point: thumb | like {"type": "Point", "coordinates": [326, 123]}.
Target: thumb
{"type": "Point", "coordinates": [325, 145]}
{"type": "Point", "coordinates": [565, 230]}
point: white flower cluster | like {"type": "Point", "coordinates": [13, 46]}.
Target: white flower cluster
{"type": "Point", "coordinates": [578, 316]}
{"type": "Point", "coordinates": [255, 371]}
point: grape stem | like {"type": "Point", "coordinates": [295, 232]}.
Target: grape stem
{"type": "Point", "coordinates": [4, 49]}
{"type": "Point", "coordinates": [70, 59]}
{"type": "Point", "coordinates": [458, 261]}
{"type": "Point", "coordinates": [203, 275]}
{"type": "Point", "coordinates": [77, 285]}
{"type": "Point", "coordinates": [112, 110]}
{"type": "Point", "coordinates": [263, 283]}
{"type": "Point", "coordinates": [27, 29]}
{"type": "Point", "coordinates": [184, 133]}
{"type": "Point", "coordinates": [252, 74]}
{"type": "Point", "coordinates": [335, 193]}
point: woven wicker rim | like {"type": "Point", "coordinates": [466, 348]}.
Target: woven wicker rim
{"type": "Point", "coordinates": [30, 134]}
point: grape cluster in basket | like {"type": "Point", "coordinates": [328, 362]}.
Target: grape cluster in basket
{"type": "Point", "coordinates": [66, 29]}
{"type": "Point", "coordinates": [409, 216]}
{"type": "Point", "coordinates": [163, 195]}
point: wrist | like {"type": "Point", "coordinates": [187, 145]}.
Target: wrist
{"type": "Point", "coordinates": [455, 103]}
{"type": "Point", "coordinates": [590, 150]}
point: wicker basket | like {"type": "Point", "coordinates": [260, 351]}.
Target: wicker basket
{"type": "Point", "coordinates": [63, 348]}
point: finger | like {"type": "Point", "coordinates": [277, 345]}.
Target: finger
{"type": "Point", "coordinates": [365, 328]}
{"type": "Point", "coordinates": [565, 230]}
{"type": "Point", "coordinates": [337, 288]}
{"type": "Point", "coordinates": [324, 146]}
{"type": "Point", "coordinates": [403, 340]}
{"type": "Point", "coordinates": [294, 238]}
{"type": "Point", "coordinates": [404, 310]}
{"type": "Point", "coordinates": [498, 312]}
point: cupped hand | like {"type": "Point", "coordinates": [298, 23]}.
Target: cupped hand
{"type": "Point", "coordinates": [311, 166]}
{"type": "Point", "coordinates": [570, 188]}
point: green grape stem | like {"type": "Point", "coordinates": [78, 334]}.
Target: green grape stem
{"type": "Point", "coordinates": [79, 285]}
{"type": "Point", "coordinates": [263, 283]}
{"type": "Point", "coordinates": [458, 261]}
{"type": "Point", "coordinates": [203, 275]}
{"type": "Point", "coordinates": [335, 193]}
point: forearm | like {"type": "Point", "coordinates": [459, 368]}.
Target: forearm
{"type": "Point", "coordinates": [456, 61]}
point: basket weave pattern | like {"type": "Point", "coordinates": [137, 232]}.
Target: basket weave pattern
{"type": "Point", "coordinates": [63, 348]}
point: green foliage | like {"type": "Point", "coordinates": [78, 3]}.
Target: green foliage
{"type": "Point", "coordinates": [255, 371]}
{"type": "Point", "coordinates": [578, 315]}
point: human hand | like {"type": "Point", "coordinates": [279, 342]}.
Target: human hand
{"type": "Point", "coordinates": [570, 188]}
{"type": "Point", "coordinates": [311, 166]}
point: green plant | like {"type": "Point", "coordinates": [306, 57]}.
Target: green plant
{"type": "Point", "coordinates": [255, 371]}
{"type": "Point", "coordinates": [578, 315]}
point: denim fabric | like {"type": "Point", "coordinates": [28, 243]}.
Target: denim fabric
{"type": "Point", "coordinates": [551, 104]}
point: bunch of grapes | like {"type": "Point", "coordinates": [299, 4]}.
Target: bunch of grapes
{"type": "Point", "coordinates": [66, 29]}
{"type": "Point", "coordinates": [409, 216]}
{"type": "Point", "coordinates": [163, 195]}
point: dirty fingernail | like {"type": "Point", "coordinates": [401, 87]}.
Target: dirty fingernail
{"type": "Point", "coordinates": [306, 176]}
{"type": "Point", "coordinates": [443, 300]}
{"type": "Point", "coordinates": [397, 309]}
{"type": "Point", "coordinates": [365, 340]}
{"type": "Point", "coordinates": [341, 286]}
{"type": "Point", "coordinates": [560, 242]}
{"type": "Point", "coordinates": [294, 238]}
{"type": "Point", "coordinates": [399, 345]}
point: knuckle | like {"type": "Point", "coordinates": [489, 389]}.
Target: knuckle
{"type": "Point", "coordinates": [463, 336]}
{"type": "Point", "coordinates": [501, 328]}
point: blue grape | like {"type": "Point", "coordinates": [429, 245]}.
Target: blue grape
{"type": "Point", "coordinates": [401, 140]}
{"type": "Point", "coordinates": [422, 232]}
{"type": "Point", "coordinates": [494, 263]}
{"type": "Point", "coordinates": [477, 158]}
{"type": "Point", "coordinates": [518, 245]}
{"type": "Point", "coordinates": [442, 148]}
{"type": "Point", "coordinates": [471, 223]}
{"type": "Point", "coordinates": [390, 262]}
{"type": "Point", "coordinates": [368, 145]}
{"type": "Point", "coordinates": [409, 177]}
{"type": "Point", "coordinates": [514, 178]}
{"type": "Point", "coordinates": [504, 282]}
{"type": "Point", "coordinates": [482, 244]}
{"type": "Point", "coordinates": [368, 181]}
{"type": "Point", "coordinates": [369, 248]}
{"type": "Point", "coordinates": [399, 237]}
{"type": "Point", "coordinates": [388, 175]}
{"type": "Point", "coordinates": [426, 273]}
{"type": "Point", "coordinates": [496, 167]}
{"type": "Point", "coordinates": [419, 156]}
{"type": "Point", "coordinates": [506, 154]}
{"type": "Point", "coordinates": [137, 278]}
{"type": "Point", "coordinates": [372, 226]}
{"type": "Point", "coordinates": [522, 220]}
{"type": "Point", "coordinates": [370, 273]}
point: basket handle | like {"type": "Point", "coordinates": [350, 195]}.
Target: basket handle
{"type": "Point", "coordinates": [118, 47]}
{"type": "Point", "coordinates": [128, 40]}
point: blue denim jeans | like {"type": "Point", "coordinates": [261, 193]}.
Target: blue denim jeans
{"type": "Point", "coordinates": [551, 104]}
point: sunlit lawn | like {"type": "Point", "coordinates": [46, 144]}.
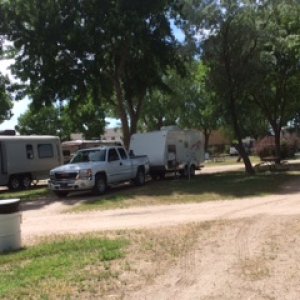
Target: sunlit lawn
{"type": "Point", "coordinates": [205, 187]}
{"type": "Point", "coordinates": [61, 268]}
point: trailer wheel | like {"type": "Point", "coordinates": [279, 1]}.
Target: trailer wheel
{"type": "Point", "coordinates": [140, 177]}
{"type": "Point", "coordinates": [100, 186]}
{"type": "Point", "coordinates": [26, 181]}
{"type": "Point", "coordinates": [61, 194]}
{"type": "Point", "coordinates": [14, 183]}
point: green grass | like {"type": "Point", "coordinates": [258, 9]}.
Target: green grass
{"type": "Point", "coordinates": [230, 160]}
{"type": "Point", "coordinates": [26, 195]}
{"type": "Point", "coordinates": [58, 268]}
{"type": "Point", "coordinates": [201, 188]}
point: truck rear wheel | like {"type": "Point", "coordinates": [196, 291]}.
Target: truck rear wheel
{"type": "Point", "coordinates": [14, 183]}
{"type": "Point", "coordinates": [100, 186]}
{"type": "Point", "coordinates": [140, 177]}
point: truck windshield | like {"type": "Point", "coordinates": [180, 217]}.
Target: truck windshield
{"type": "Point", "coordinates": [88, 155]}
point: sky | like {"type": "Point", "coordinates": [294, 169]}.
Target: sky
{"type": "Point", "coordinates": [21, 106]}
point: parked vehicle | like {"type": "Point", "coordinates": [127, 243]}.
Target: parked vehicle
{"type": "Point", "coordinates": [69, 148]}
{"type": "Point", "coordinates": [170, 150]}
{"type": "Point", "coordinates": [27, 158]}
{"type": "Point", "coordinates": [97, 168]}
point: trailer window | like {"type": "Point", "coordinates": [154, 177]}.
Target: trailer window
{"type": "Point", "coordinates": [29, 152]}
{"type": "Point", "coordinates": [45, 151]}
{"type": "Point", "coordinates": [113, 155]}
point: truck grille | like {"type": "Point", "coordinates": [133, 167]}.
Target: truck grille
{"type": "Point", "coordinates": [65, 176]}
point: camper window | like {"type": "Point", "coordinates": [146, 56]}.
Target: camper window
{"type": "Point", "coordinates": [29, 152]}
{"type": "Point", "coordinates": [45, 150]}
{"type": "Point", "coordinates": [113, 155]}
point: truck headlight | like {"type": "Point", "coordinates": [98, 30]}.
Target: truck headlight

===

— Brief —
Can you write out again, requests included, the stretch from the line containing "point: camper window" through the final line, shifting each coordinate in the answers up by 142 and leaving the numbers in the requests and their format samples unchanged?

— Task answer —
point: camper window | like {"type": "Point", "coordinates": [146, 56]}.
Target: camper window
{"type": "Point", "coordinates": [171, 294]}
{"type": "Point", "coordinates": [187, 292]}
{"type": "Point", "coordinates": [255, 297]}
point: truck headlight | like {"type": "Point", "coordinates": [98, 30]}.
Target: truck headlight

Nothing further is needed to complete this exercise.